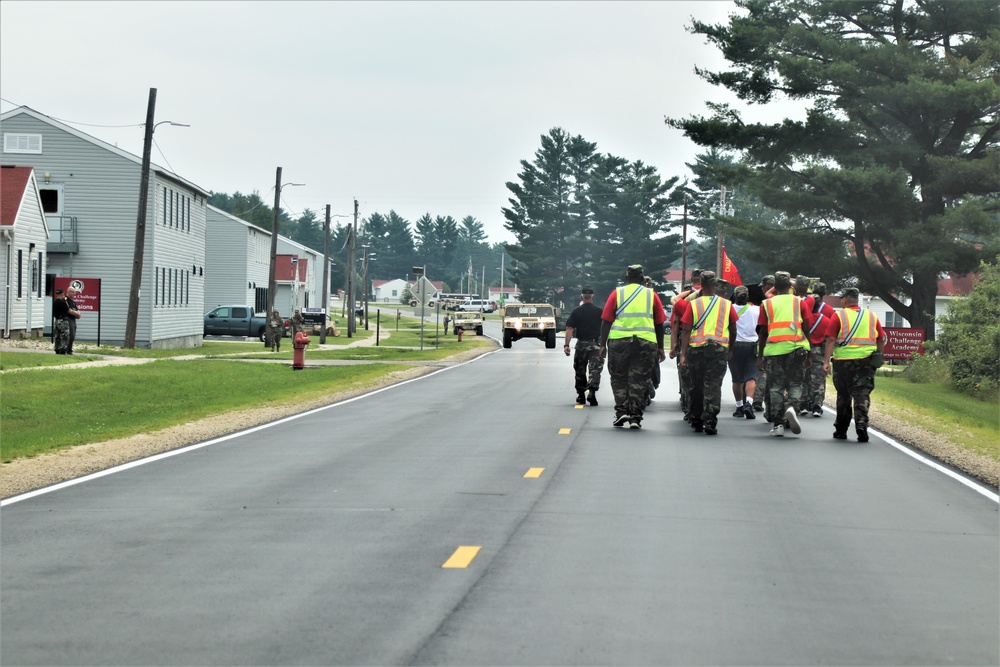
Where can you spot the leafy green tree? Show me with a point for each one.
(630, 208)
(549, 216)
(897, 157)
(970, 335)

★ ★ ★ ★ ★

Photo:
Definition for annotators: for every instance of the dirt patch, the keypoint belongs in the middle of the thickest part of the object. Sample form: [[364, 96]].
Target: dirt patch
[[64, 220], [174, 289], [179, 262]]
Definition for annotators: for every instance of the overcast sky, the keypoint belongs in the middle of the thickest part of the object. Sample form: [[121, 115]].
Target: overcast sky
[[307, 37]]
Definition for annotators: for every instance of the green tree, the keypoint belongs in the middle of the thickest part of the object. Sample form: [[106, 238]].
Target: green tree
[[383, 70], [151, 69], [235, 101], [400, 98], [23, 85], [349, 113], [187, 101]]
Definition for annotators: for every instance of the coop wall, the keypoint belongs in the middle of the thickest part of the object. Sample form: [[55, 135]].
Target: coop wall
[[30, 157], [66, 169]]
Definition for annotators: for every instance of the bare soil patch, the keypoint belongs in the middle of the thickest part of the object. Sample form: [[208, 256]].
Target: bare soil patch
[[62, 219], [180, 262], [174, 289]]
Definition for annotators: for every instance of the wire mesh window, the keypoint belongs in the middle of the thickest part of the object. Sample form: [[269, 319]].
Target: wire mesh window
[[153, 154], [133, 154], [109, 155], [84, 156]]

★ ★ ★ ★ ★

## Task description
Starting with the line above that holds "Target: dirt patch" and stopping with the line that holds "Definition for annotators: for every instance of the green", reproduce each line exactly, omitting all other lines.

## Answer below
Target: dirt patch
[[64, 220], [174, 289], [179, 262]]
Definition for annotators: for every instance of the overcast sky, the keypoint belongs in the middle of the thickest part of the object. Sample form: [[121, 115]].
Target: overcast sky
[[307, 37]]
Definition for annotators: for every instance of the green tree, the keypoint belongs in the middle of the thickest part of the object. Sample form: [[106, 238]].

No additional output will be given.